··· Data for this task ···

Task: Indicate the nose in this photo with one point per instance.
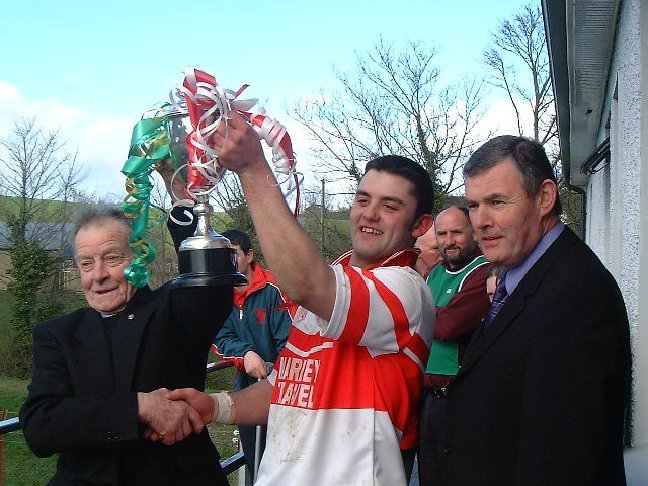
(99, 271)
(371, 212)
(479, 217)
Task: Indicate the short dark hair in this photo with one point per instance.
(95, 214)
(463, 209)
(413, 172)
(527, 154)
(240, 238)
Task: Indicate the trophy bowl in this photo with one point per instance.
(207, 258)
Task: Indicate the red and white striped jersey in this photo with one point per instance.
(346, 391)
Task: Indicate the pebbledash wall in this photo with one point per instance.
(617, 195)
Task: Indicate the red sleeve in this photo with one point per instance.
(466, 309)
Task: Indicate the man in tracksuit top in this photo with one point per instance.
(458, 287)
(255, 331)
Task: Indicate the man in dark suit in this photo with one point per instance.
(541, 393)
(93, 395)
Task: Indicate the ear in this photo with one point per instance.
(421, 225)
(547, 196)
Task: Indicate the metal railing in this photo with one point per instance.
(229, 464)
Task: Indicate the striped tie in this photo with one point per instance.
(499, 297)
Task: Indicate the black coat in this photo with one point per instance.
(82, 400)
(540, 396)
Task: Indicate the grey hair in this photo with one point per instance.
(528, 156)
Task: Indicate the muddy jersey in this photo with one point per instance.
(345, 391)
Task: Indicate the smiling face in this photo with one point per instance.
(382, 218)
(455, 237)
(102, 254)
(507, 221)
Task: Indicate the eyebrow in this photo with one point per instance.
(382, 198)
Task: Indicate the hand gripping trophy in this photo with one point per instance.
(180, 131)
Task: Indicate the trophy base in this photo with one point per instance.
(210, 267)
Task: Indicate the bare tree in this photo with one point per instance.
(518, 61)
(40, 179)
(519, 65)
(392, 102)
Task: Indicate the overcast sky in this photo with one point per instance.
(93, 68)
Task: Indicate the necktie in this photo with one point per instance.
(499, 297)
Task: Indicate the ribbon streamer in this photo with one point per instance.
(207, 105)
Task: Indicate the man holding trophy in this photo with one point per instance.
(341, 401)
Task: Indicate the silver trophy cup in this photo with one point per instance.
(206, 258)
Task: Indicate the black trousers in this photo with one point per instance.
(432, 438)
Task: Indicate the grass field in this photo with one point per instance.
(21, 468)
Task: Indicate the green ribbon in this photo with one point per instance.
(149, 146)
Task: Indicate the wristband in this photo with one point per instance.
(226, 409)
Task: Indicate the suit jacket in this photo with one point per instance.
(540, 396)
(82, 400)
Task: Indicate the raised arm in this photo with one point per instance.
(292, 257)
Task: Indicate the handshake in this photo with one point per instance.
(170, 416)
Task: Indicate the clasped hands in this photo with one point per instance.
(170, 416)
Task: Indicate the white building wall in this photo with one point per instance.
(616, 194)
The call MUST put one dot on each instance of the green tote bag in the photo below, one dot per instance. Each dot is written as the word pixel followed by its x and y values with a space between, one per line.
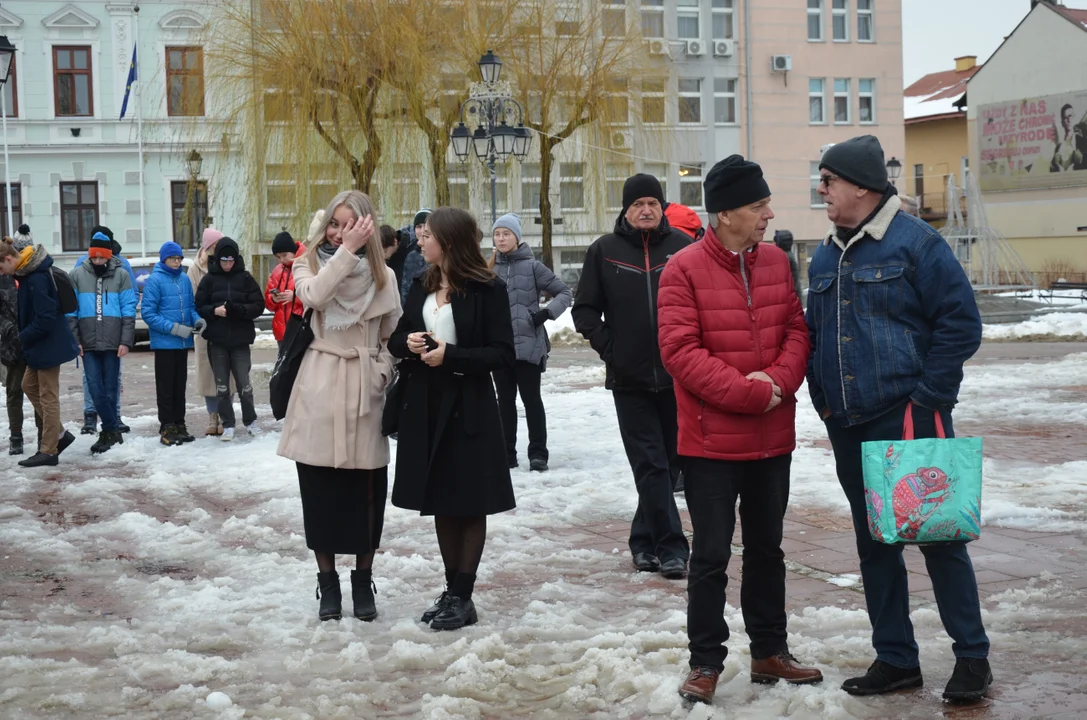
pixel 923 491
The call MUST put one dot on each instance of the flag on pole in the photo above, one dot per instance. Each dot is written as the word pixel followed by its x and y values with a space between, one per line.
pixel 128 88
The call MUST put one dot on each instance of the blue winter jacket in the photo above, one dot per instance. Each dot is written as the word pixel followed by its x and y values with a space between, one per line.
pixel 891 315
pixel 42 329
pixel 167 299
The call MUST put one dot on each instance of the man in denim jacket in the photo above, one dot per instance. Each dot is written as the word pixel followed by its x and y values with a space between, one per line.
pixel 892 319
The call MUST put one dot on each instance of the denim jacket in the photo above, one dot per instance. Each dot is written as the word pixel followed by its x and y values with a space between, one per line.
pixel 891 315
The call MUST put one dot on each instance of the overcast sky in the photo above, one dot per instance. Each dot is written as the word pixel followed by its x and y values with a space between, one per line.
pixel 936 32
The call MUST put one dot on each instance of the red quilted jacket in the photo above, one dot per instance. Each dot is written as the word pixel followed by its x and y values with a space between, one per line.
pixel 717 325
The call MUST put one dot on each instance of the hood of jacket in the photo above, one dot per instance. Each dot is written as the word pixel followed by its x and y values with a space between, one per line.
pixel 239 262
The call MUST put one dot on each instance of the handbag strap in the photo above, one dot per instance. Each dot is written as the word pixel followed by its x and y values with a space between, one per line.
pixel 908 423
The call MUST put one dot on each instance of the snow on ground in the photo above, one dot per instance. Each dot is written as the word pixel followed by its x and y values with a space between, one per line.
pixel 198 582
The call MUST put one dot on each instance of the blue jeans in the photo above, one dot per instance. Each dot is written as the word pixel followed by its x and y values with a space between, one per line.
pixel 101 371
pixel 883 569
pixel 88 400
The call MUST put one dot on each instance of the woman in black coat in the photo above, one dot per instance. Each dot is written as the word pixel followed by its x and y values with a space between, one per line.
pixel 230 300
pixel 450 450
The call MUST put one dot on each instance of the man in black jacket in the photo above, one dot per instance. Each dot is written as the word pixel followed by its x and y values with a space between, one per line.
pixel 619 281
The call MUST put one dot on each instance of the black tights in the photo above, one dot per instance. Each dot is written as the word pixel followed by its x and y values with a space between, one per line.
pixel 461 541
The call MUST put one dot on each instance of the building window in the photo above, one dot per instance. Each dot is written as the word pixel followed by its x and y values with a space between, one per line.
pixel 839 21
pixel 660 171
pixel 816 101
pixel 687 20
pixel 458 176
pixel 185 82
pixel 652 17
pixel 866 99
pixel 72 86
pixel 690 100
pixel 652 100
pixel 865 23
pixel 10 96
pixel 690 185
pixel 190 211
pixel 815 20
pixel 78 214
pixel 615 174
pixel 723 20
pixel 841 101
pixel 572 185
pixel 816 198
pixel 530 187
pixel 613 19
pixel 724 100
pixel 16 203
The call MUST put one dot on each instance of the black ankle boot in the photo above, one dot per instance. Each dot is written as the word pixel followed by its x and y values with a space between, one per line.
pixel 329 595
pixel 362 595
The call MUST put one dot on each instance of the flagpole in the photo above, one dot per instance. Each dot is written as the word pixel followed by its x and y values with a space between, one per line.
pixel 139 140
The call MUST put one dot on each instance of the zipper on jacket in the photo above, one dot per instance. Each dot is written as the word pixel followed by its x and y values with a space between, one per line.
pixel 649 293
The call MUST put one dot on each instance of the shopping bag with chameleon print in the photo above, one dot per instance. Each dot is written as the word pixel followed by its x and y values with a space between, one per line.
pixel 923 491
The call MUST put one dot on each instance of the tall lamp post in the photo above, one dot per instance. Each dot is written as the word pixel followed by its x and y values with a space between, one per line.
pixel 490 107
pixel 7 58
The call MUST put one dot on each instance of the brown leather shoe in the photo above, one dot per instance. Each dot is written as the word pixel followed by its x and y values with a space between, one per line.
pixel 784 667
pixel 700 685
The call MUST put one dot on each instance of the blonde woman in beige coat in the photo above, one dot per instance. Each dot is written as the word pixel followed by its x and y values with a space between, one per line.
pixel 205 380
pixel 333 429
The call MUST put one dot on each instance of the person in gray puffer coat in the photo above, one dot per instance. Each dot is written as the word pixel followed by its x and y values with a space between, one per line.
pixel 525 277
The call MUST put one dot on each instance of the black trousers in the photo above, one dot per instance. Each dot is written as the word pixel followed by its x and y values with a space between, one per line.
pixel 712 488
pixel 523 376
pixel 171 373
pixel 647 422
pixel 237 361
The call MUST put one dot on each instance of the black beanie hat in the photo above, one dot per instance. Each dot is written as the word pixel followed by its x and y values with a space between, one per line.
pixel 859 160
pixel 734 183
pixel 284 243
pixel 639 186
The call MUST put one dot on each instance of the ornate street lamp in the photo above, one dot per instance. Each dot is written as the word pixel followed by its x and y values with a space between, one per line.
pixel 491 109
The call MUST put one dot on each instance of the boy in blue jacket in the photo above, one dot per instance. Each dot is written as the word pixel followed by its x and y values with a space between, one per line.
pixel 170 312
pixel 104 326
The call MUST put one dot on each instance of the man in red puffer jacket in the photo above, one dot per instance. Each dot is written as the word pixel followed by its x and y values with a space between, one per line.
pixel 279 293
pixel 734 339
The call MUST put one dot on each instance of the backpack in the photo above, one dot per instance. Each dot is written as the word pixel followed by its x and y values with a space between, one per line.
pixel 65 292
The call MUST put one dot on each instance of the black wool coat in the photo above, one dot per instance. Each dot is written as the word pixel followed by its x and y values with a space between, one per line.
pixel 462 469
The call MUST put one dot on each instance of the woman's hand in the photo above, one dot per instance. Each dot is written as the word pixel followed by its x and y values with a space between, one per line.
pixel 357 233
pixel 437 356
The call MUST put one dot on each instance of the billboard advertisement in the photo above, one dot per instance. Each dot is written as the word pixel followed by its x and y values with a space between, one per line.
pixel 1036 143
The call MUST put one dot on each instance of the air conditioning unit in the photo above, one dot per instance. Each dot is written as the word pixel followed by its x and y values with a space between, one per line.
pixel 696 48
pixel 781 63
pixel 722 48
pixel 657 46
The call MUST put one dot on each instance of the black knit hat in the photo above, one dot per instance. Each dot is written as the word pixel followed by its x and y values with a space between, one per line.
pixel 734 183
pixel 284 243
pixel 859 160
pixel 639 186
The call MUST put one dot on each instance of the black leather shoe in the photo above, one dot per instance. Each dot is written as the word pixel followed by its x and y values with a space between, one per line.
pixel 646 562
pixel 674 569
pixel 970 681
pixel 884 678
pixel 455 615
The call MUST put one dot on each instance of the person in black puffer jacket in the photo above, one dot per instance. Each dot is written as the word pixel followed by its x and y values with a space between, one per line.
pixel 230 299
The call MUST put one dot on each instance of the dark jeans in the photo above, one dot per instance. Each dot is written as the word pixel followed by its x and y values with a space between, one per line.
pixel 224 361
pixel 712 488
pixel 523 376
pixel 883 569
pixel 171 372
pixel 102 371
pixel 647 422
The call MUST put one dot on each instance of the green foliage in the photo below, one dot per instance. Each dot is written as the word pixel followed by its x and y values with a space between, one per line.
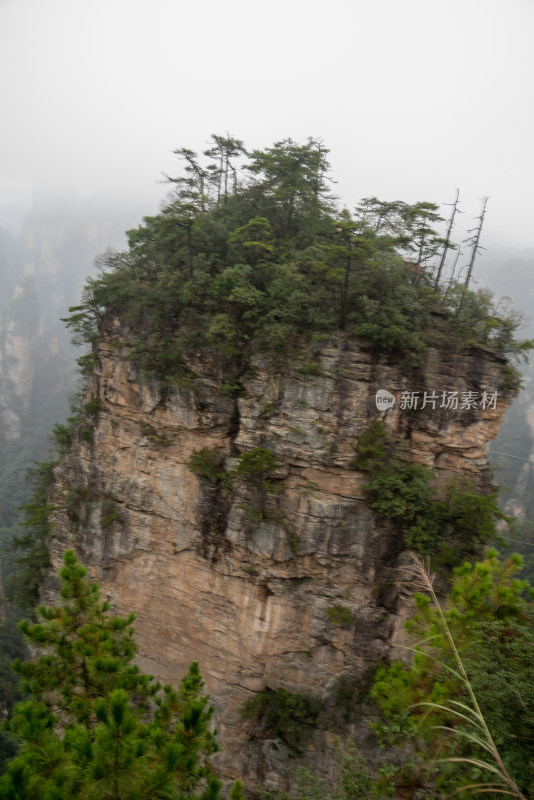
pixel 453 528
pixel 290 716
pixel 93 725
pixel 207 464
pixel 351 780
pixel 486 630
pixel 339 615
pixel 34 558
pixel 402 492
pixel 272 260
pixel 257 467
pixel 371 449
pixel 92 407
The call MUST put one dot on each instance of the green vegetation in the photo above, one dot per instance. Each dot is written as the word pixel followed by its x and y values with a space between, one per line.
pixel 271 260
pixel 352 781
pixel 258 468
pixel 92 407
pixel 92 725
pixel 464 709
pixel 455 527
pixel 290 716
pixel 207 464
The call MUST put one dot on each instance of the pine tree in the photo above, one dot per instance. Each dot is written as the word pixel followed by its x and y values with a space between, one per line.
pixel 93 725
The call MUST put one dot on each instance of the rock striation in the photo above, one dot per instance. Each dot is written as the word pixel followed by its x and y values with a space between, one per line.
pixel 248 594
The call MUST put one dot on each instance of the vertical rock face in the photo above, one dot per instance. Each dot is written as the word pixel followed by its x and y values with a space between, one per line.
pixel 244 583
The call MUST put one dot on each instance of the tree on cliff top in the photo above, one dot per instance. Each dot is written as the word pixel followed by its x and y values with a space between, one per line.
pixel 275 259
pixel 94 726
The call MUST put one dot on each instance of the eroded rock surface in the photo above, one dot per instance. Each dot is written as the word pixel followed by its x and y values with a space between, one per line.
pixel 211 581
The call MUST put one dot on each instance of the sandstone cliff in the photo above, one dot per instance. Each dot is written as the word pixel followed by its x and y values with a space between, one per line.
pixel 209 581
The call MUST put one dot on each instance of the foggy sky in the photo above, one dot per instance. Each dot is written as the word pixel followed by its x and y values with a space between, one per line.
pixel 413 97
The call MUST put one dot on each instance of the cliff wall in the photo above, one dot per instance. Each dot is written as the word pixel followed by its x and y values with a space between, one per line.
pixel 210 578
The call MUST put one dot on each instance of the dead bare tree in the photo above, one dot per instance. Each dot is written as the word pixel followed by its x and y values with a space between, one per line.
pixel 474 241
pixel 447 244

···

Directions for this task. The lines wanted are those from the one with "of the foggy" through the last line of the records, repeated exactly and with both ends included.

Solution.
The call MUST put one dot on each instance of the foggy sky in the photo above, one dot per instance. Each dot is written as the word pixel followed by its x and y values with a space between, one per line.
pixel 413 97
The call MUST put one dot on each instance of the cliff wall in the photo above, one dot per instance. Each dot is written as the word pixel followed by its x and y values with a space between, one per line.
pixel 210 578
The call MUST put one dot on each instance of the dead bare tree in the photo above, one dot per instance. Each dot is written as the word pixel followed by its x and y values with a space between, one per line.
pixel 474 241
pixel 447 244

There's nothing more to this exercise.